# SOURCE MATERIAL
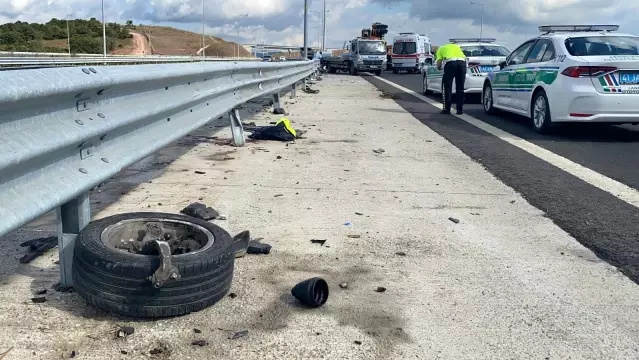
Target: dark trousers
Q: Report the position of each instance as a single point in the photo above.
(454, 70)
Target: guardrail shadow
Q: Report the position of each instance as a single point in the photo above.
(44, 272)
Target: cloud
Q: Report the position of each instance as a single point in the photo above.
(280, 21)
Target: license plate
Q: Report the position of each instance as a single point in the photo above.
(629, 78)
(486, 68)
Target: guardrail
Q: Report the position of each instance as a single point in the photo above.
(65, 130)
(11, 63)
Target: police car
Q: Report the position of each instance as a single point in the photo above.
(483, 56)
(573, 73)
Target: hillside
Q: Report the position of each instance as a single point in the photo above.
(128, 39)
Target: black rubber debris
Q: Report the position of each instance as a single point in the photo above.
(318, 241)
(258, 248)
(63, 288)
(200, 211)
(37, 247)
(239, 334)
(312, 292)
(125, 331)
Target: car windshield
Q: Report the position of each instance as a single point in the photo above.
(602, 45)
(404, 48)
(485, 50)
(372, 48)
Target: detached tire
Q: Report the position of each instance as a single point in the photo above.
(117, 281)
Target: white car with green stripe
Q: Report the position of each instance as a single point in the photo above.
(571, 73)
(483, 56)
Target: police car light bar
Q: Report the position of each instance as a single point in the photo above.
(480, 40)
(577, 28)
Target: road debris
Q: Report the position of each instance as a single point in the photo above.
(256, 247)
(311, 292)
(125, 331)
(239, 334)
(37, 247)
(200, 211)
(63, 288)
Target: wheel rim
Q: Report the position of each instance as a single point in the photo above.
(488, 98)
(539, 112)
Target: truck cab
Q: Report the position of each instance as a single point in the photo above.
(364, 54)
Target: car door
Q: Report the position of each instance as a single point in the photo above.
(506, 82)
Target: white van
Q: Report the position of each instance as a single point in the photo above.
(411, 52)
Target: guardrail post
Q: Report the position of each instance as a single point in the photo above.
(72, 217)
(276, 101)
(237, 130)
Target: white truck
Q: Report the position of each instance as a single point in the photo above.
(411, 53)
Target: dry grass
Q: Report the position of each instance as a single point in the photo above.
(170, 41)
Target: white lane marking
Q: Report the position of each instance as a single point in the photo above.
(615, 188)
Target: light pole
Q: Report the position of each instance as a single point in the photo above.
(103, 32)
(203, 49)
(238, 35)
(324, 29)
(306, 29)
(68, 35)
(481, 29)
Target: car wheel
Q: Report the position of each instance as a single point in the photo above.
(116, 264)
(487, 99)
(425, 90)
(540, 113)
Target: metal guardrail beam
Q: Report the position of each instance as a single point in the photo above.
(65, 130)
(16, 62)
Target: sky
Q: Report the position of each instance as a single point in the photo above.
(281, 21)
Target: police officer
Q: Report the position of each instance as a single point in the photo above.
(453, 60)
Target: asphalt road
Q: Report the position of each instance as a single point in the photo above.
(597, 219)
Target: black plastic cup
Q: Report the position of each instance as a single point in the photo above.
(312, 292)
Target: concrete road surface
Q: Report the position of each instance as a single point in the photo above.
(472, 269)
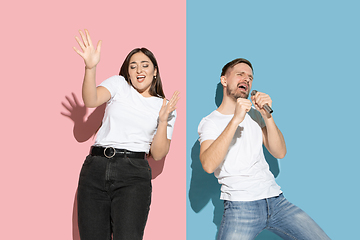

# TASK ITEM
Skip the pictures and transcribe the rest of the records exactly.

# RESPONSE BELOW
Target: dark trousers
Q: Report the position of each instance as a single point in the photo above.
(454, 70)
Target: guardrail shadow
Q: Report the position of each instance as a single point in the photo above.
(44, 272)
Target: cloud
Q: Report the position of each instance as a single point in the photo above.
(280, 21)
Target: license plate
Q: Report the position of each instance as a single point in the photo above.
(629, 78)
(486, 68)
Target: guardrail
Q: Report the position of each instance as a single point in the photo above.
(65, 130)
(11, 63)
Target: police car
Q: Report the position of each instance as a single point in the photo above.
(483, 56)
(573, 73)
Target: hillside
Q: Report the position of each instance as a single point in the photo above.
(128, 39)
Target: black rubber debris
Q: Report the position of each instance as a single point in the photo above.
(318, 241)
(258, 248)
(63, 288)
(200, 211)
(37, 247)
(239, 334)
(312, 292)
(125, 331)
Target: car windshield
Q: Report the position of each instance as a single point in the photo above.
(602, 45)
(404, 48)
(485, 50)
(372, 48)
Target: detached tire
Q: Report the position of each instance as a single point in the photo above.
(117, 281)
Target: white car with green stripe
Q: Report the position of each instance as a single point in the photo above.
(571, 73)
(483, 56)
Target: police car light bar
Q: Report the position of each instance as a single point in the photo above.
(480, 40)
(577, 28)
Target: road debris
Q: Report the position of each instance as a single point in the photo above.
(256, 247)
(311, 292)
(125, 331)
(239, 334)
(37, 247)
(200, 211)
(63, 288)
Target: wheel rim
Q: Report the position of each instance as a single point in the photo above.
(488, 98)
(539, 112)
Target: truck cab
Q: Report the position of each instance as a single point in the photo above.
(364, 54)
Target: car door
Q: Report the position of each instance as a single point in the photo above.
(506, 82)
Target: white van
Q: Report the position of each instance as a single point in the photo above.
(411, 52)
Target: guardrail post
Q: Report the position of each instance as a single point in the photo above.
(72, 217)
(276, 101)
(237, 130)
Target: white truck
Q: Report the position of each instance as a single point in the photo above.
(411, 53)
Target: dry grass
Q: Report the position of each instance as a single point in the photo above.
(170, 41)
Target: white lane marking
Q: Report the position of each instance as a single point in the photo above.
(615, 188)
Target: light pole
Q: Report the position of each instance as a single point in the photo above.
(103, 32)
(203, 49)
(238, 35)
(324, 29)
(306, 29)
(68, 35)
(481, 29)
Target: car wheel
Q: Report the position of each instance as a single point in the photo above.
(116, 264)
(487, 99)
(425, 90)
(540, 113)
Target: metal guardrail beam
Q: Report the position of each instance as a single point in the photo above.
(65, 130)
(16, 62)
Target: sky
Q: Report the position of each instance as a single point in the photo above.
(281, 21)
Target: police officer
Q: Report the position of each instance as a single point in the photo above.
(453, 60)
Target: asphalt road
Q: Report the position of each instance as a single point in the photo above.
(597, 219)
Target: black plastic cup
Q: Report the position of each instance as a single point in the photo above.
(312, 292)
Target: concrete road surface
Q: Report the position of each instance as a single point in the photo above.
(472, 269)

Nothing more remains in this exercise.